- _TASK INSTRUCTIONS_
Locate each line below that includes "negative" and reproduce it.

┄┄┄┄┄┄┄┄┄┄┄┄┄┄┄┄┄┄┄┄

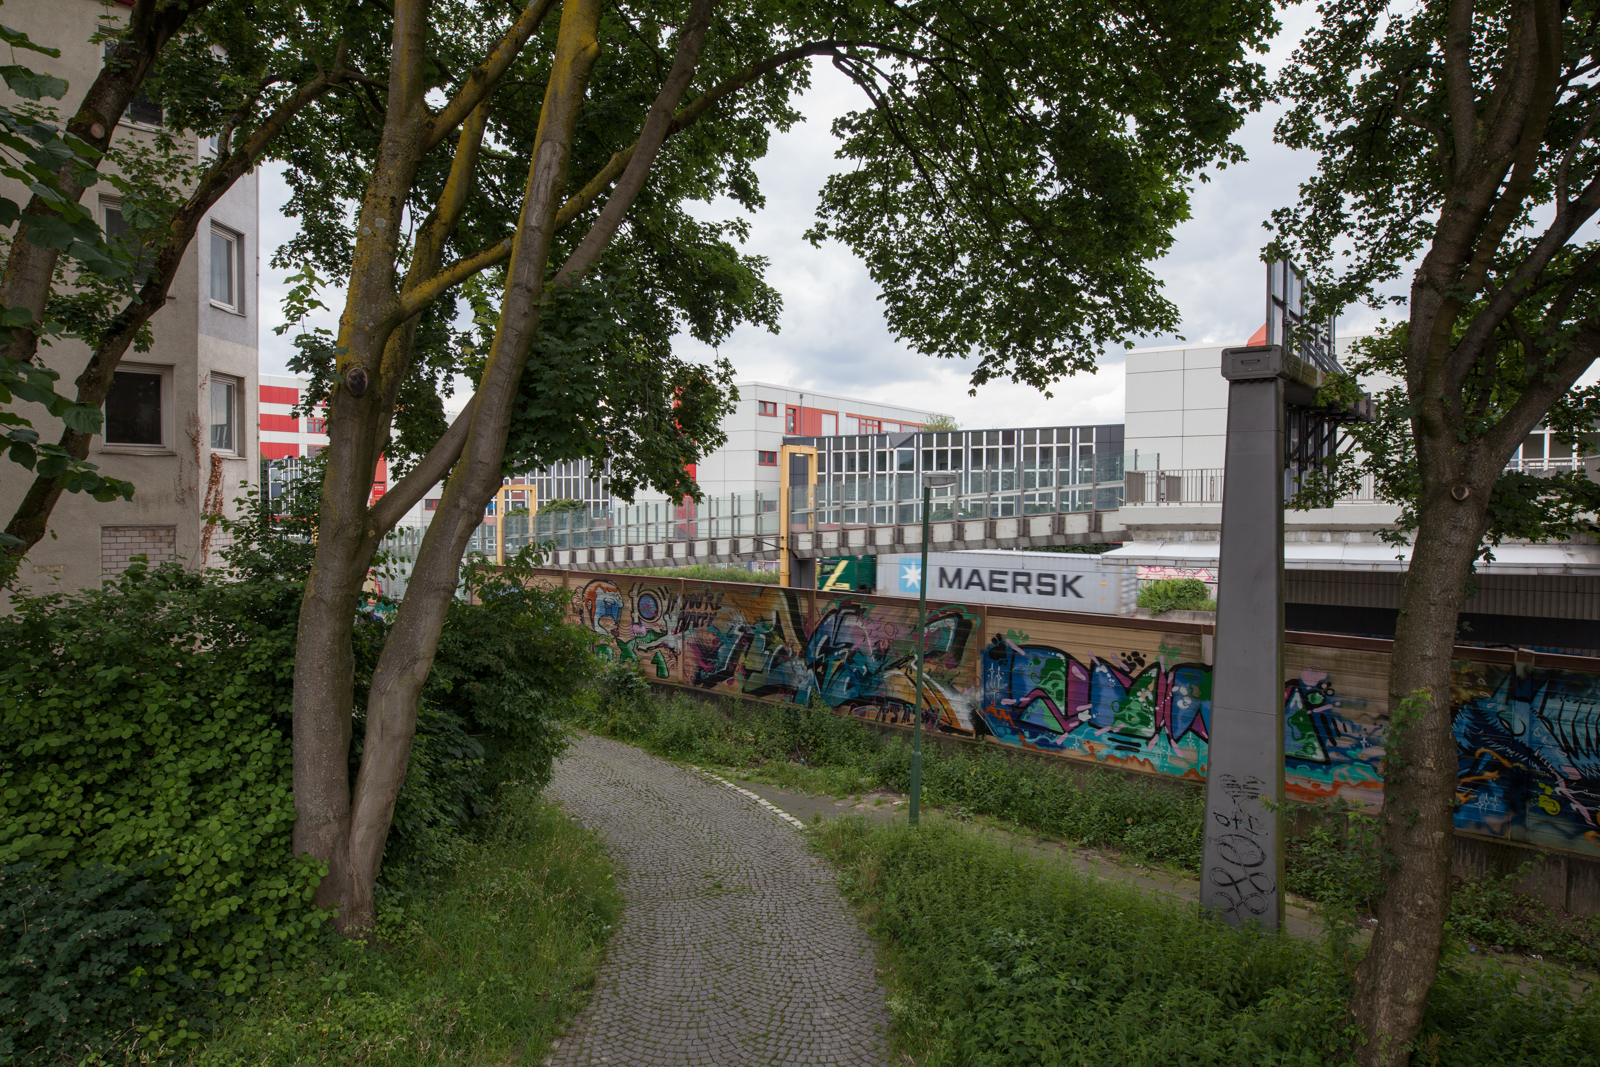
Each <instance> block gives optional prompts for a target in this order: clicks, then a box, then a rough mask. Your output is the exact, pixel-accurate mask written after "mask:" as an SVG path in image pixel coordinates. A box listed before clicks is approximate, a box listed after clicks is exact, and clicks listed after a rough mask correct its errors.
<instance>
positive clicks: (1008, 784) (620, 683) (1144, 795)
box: [573, 665, 1203, 869]
mask: <svg viewBox="0 0 1600 1067" xmlns="http://www.w3.org/2000/svg"><path fill="white" fill-rule="evenodd" d="M597 694H598V696H597V699H595V701H594V702H592V704H589V705H586V707H581V709H574V713H573V715H574V717H573V721H574V725H579V726H586V728H589V729H595V731H598V733H603V734H606V736H611V737H618V739H621V741H627V742H630V744H637V745H640V747H645V749H650V750H651V752H656V753H659V755H664V757H667V758H672V760H685V761H690V763H704V765H714V766H730V768H766V769H779V768H784V766H805V768H814V769H816V771H818V773H821V774H822V776H824V777H830V779H832V784H835V785H843V789H845V790H848V792H859V790H862V789H893V790H898V792H906V790H907V789H910V745H909V744H906V742H904V741H901V739H899V737H894V739H890V741H888V742H882V741H880V739H878V737H877V736H875V734H872V733H869V731H867V729H864V728H862V725H861V723H859V721H856V720H854V718H850V717H846V715H837V713H834V712H830V710H829V709H827V707H822V705H814V707H802V705H779V704H755V702H750V701H738V702H733V701H730V702H725V704H723V705H722V709H720V710H718V709H714V707H709V705H706V704H702V702H699V701H694V699H691V697H686V696H658V694H656V693H654V691H653V689H651V688H650V686H648V683H646V681H645V680H643V678H642V677H640V675H638V673H637V670H634V669H632V667H629V665H616V667H611V669H610V670H608V672H606V675H605V678H603V680H602V685H600V686H598V689H597ZM922 789H923V797H925V800H926V801H928V803H930V805H939V806H946V808H952V809H960V811H962V813H966V814H984V816H994V817H998V819H1008V821H1011V822H1018V824H1021V825H1027V827H1032V829H1035V830H1045V832H1048V833H1059V835H1062V837H1069V838H1075V840H1078V841H1083V843H1085V845H1094V846H1109V848H1118V849H1123V851H1128V853H1133V854H1136V856H1141V857H1144V859H1155V861H1170V862H1176V864H1182V865H1184V867H1189V869H1197V867H1198V865H1200V845H1202V838H1200V825H1202V814H1203V798H1202V795H1200V790H1198V789H1194V787H1190V785H1179V787H1168V785H1165V784H1162V785H1154V784H1146V782H1138V781H1130V779H1126V777H1125V776H1122V774H1114V773H1104V771H1098V769H1088V771H1086V773H1085V774H1083V777H1082V779H1080V777H1078V776H1074V774H1064V773H1062V768H1058V766H1050V765H1048V763H1045V761H1040V760H1018V758H1011V757H1008V755H1006V753H1003V752H997V750H994V749H978V750H971V749H965V747H962V749H957V750H950V752H947V750H944V749H942V747H939V745H926V747H925V749H923V755H922Z"/></svg>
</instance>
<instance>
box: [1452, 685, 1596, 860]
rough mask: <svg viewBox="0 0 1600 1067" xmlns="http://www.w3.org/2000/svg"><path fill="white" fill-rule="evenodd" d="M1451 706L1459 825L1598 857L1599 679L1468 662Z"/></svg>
mask: <svg viewBox="0 0 1600 1067" xmlns="http://www.w3.org/2000/svg"><path fill="white" fill-rule="evenodd" d="M1453 689H1454V693H1453V697H1454V704H1456V715H1454V734H1456V758H1458V761H1456V769H1458V774H1456V800H1458V803H1459V808H1458V809H1456V825H1458V827H1459V829H1462V830H1472V832H1477V833H1493V835H1494V837H1504V838H1509V840H1514V841H1526V843H1528V845H1544V846H1546V848H1566V849H1573V851H1582V853H1589V854H1600V827H1597V824H1595V816H1597V813H1600V675H1594V673H1582V672H1576V670H1560V669H1549V667H1533V665H1531V664H1517V665H1515V667H1509V665H1498V664H1466V665H1464V667H1462V669H1459V670H1458V672H1456V678H1454V683H1453Z"/></svg>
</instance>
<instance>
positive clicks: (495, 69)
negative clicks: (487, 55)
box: [422, 0, 555, 152]
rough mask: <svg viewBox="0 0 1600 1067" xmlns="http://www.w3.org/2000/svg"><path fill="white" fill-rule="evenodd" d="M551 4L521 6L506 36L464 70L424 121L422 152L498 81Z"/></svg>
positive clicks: (461, 117) (507, 32)
mask: <svg viewBox="0 0 1600 1067" xmlns="http://www.w3.org/2000/svg"><path fill="white" fill-rule="evenodd" d="M554 6H555V0H531V2H530V3H528V6H526V8H523V11H522V16H520V18H518V19H517V21H515V22H512V26H510V29H509V30H506V37H502V38H501V42H499V43H498V45H496V46H494V51H491V53H490V54H488V56H486V58H485V59H483V62H480V64H478V66H475V67H472V70H469V72H467V77H466V80H464V82H462V83H461V88H459V90H456V96H454V98H453V99H451V101H450V102H448V104H445V107H443V109H442V110H440V112H438V114H437V115H434V117H432V118H429V120H427V126H426V130H424V131H422V150H424V152H429V150H432V149H434V147H435V146H438V142H440V141H443V139H445V138H448V136H450V131H451V130H454V128H456V126H458V125H461V122H462V120H464V118H466V117H467V115H470V114H472V110H474V109H475V107H477V106H478V104H480V102H482V101H483V99H485V98H486V96H488V94H490V90H493V88H494V83H496V82H499V80H501V75H504V74H506V70H507V69H509V67H510V64H512V61H514V59H515V58H517V54H518V53H522V46H523V45H526V43H528V38H530V37H533V32H534V30H536V29H539V22H542V21H544V16H546V14H549V13H550V8H554Z"/></svg>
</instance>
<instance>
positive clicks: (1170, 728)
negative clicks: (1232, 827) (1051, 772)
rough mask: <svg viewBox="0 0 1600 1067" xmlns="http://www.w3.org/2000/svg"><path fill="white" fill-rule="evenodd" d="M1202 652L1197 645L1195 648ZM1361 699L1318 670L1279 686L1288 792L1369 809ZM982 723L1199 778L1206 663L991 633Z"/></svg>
mask: <svg viewBox="0 0 1600 1067" xmlns="http://www.w3.org/2000/svg"><path fill="white" fill-rule="evenodd" d="M1195 651H1198V649H1195ZM1366 710H1368V701H1366V699H1365V697H1360V696H1350V694H1341V693H1339V691H1338V688H1336V686H1334V683H1333V678H1330V677H1328V673H1326V672H1323V670H1315V669H1306V670H1302V672H1301V673H1299V677H1294V678H1290V680H1288V681H1286V683H1285V693H1283V720H1285V721H1283V755H1285V765H1286V787H1288V795H1290V797H1294V798H1296V800H1323V798H1333V797H1342V798H1346V800H1347V801H1350V803H1357V805H1362V806H1374V805H1376V801H1378V798H1379V797H1381V790H1382V779H1381V777H1379V769H1378V765H1379V761H1381V758H1382V749H1381V747H1379V745H1378V742H1376V737H1378V726H1376V723H1363V721H1358V720H1357V718H1352V715H1360V713H1362V712H1366ZM979 715H981V721H982V726H984V728H986V729H987V731H989V733H992V734H994V736H995V737H997V739H998V741H1003V742H1006V744H1016V745H1022V747H1027V749H1037V750H1042V752H1059V753H1062V755H1067V757H1075V758H1091V760H1096V761H1101V763H1110V765H1115V766H1126V768H1138V769H1144V771H1155V773H1157V774H1173V776H1178V777H1190V779H1195V781H1202V779H1203V777H1205V766H1206V753H1208V749H1210V728H1211V667H1210V665H1206V664H1203V662H1197V661H1195V659H1189V657H1186V654H1184V649H1182V648H1181V646H1178V645H1173V643H1168V640H1165V638H1163V640H1162V641H1160V643H1158V646H1157V649H1155V651H1154V654H1152V653H1146V651H1138V649H1134V651H1125V653H1114V654H1077V656H1075V654H1072V653H1067V651H1064V649H1061V648H1054V646H1050V645H1042V643H1029V641H1027V635H1026V633H1014V632H1013V633H1008V635H1000V633H995V635H994V637H992V638H990V641H989V646H987V648H986V649H984V657H982V702H981V712H979Z"/></svg>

┄┄┄┄┄┄┄┄┄┄┄┄┄┄┄┄┄┄┄┄

- _RESPONSE BOX_
negative clicks: (487, 55)
negative clicks: (1232, 827) (1051, 772)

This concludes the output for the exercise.